**Document text**
++++++++++++++++++++

For the period ended March 31, 2015 and March 31, 2014, we incurred $273,676 and $144,196, respectively, in operating expenses. The increase in our operating expenses is due to increases in costs related to research and development, increased payroll costs, depreciation expense, listing expenses to have our common stock traded on the OTCQB and professional expenses related to being a SEC reporting Company.

Our expenses related to research and development for the period ended March 31, 2015 and March 31, 2014 were $9,242 and $640, respectively. The increase in research and development expenses was due to increased costs developing our vertical farm framing system and improvements to our existing aeroponic designs.

As of March 31, 2015 we had total liabilities of $22,142, while at December 31, 2014, we had total liabilities of $21,245.

Deferred rent payable at March 31, 2015 was $9,214. Deferred rent payable is the sum of the difference between the monthly rent payment and the straight-line monthly rent expense of an operating lease that contains escalated payments in future periods.

Liquidity and Capital Resources

We anticipate taking the following steps to implement our business plan for the next 12 months. Our capital requirements for implementation of these steps are estimated at $350,000 as set forth in the table below. For the next 12 months, we anticipate engaging in the following operational activities, although we may vary our plans depending upon operational conditions and available funding:

Event
Actions
Estimated Time
Estimated Cost
Build a Demonstration BIA Farm
Build a BIA indoor demonstration farm within our existing leased facility in order to showcase our fixtures and to conduct further research and development.
Q2 2015 - Q4 2015
$
150,000
Develop Automated Controls
Develop automated controls, both hardware and software for use with our aeroponic systems
Q2 2015 - Q4 2015
$
100,000
Develop Retail Aeroponic System
Develop a retail version of our commercial aeroponic system and controls for use by the home hobbyist
Q2 2015 - Q4 2015
$
100,000
The total estimated costs of our short-term operational plans for the next 12 months is $314,144 to maintain minimal operational activities during the next 12 months, plus an estimated $75,000 in maintaining public company reporting requirements, as set forth below. In order to fully implement our Plan of Operations for the next 12 months, we will need an additional $350,000. If we are unable to raise additional funds through private placements, registered offerings, debt financing or other sources we may need to postpone the development of our business plan. Without additional funding, we may only be partially successful or completely unsuccessful in implementing our business plan. This does not include the additional funding if, and when, we sign a definitive agreement based upon our LOI with the City of Pasadena Texas for the development of a vertical farming facility and education center, as described above in the overview section.

++++++++++++++++++++

**Data extracts**

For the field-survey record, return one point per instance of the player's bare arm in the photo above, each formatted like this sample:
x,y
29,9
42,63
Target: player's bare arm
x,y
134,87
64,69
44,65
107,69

++++++++++++++++++++

**Task list**
• a. In the financial discussion, reproduce the part that opens with the words containing "Our expenses related" and closes with "existing aeroponic designs.", swapping "framing" for "support".
• b. Answer these questions from the financial discussion:
(i) What were the research and development expenses for the period ended March 31, 2015?
(ii) What were the total liabilities as of March 31, 2015?
(iii) What was the deferred rent payable at March 31, 2015?

**Solutions in order**
• a.
Our expenses related to research and development for the period ended March 31, 2015 and March 31, 2014 were $9,242 and $640, respectively. The increase in research and development expenses was due to increased costs developing our vertical farm support system and improvements to our existing aeroponic designs.

• b.
(i) $9,242
(ii) $22,142
(iii) $9,214